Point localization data
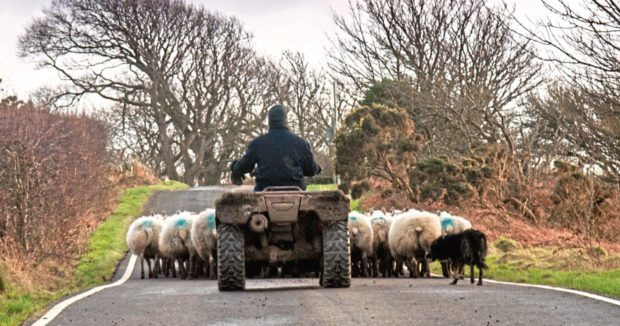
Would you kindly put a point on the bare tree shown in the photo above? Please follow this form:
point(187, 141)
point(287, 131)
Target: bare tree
point(583, 39)
point(465, 65)
point(185, 80)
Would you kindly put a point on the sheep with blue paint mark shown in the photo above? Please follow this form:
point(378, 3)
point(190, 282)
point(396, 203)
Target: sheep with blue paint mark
point(360, 235)
point(382, 257)
point(175, 241)
point(142, 240)
point(204, 238)
point(451, 224)
point(410, 237)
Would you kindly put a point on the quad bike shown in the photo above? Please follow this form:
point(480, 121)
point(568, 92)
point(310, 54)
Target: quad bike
point(283, 231)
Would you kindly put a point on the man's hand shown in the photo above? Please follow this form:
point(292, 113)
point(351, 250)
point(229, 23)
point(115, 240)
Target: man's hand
point(232, 165)
point(237, 178)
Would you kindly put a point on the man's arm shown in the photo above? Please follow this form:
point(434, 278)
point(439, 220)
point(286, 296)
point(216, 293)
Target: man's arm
point(310, 167)
point(246, 163)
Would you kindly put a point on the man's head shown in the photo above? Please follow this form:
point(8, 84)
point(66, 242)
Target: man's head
point(277, 116)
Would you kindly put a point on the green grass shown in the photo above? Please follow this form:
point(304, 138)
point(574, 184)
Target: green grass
point(600, 282)
point(106, 247)
point(581, 269)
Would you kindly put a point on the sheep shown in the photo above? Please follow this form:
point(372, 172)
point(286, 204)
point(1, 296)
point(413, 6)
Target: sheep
point(410, 237)
point(360, 233)
point(467, 247)
point(142, 240)
point(204, 238)
point(451, 224)
point(175, 241)
point(382, 258)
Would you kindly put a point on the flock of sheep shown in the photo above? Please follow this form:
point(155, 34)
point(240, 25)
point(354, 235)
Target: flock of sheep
point(381, 243)
point(189, 239)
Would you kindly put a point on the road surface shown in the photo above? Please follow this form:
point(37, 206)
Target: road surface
point(402, 301)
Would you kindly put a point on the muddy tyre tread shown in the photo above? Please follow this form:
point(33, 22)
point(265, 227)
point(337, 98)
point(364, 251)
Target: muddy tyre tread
point(231, 258)
point(336, 256)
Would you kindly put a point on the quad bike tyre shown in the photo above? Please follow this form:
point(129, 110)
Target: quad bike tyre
point(336, 257)
point(231, 258)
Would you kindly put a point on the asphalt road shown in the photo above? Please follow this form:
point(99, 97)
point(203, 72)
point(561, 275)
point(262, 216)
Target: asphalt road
point(402, 301)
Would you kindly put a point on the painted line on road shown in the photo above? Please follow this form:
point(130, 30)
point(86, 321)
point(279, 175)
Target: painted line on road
point(58, 308)
point(552, 288)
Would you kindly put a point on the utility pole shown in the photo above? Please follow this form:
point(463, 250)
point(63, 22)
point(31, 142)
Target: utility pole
point(334, 129)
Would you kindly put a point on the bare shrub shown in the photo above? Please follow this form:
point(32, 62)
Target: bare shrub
point(52, 171)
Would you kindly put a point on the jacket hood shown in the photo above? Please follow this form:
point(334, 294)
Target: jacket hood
point(277, 117)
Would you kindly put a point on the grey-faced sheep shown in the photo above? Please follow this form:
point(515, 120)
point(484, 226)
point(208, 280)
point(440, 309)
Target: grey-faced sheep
point(451, 224)
point(410, 238)
point(382, 257)
point(142, 239)
point(175, 241)
point(360, 234)
point(204, 238)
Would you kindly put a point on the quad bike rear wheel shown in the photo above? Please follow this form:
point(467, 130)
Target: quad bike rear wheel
point(231, 258)
point(336, 271)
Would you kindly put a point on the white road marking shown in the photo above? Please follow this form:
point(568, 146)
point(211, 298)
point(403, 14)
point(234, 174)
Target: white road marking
point(552, 288)
point(58, 308)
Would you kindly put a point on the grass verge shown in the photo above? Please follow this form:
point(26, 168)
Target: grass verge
point(576, 268)
point(106, 247)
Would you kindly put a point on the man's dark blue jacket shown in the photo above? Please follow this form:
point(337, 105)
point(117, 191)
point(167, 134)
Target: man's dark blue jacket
point(283, 158)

WORK REQUIRED » The answer must be the line containing "point(568, 146)" and every line after it to the end of the records, repeated exactly.

EXERCISE RESULT »
point(568, 146)
point(211, 298)
point(403, 14)
point(234, 174)
Target: white road marking
point(552, 288)
point(58, 308)
Would you kindly put a point on the grass verge shown in the photo above? Please follow this form:
point(26, 168)
Target: grass verge
point(576, 268)
point(106, 247)
Would you kindly put a point on the man's dark blue jacket shown in the photo above? Please follow this form:
point(337, 105)
point(117, 191)
point(167, 134)
Target: man's dark blue jacket
point(283, 158)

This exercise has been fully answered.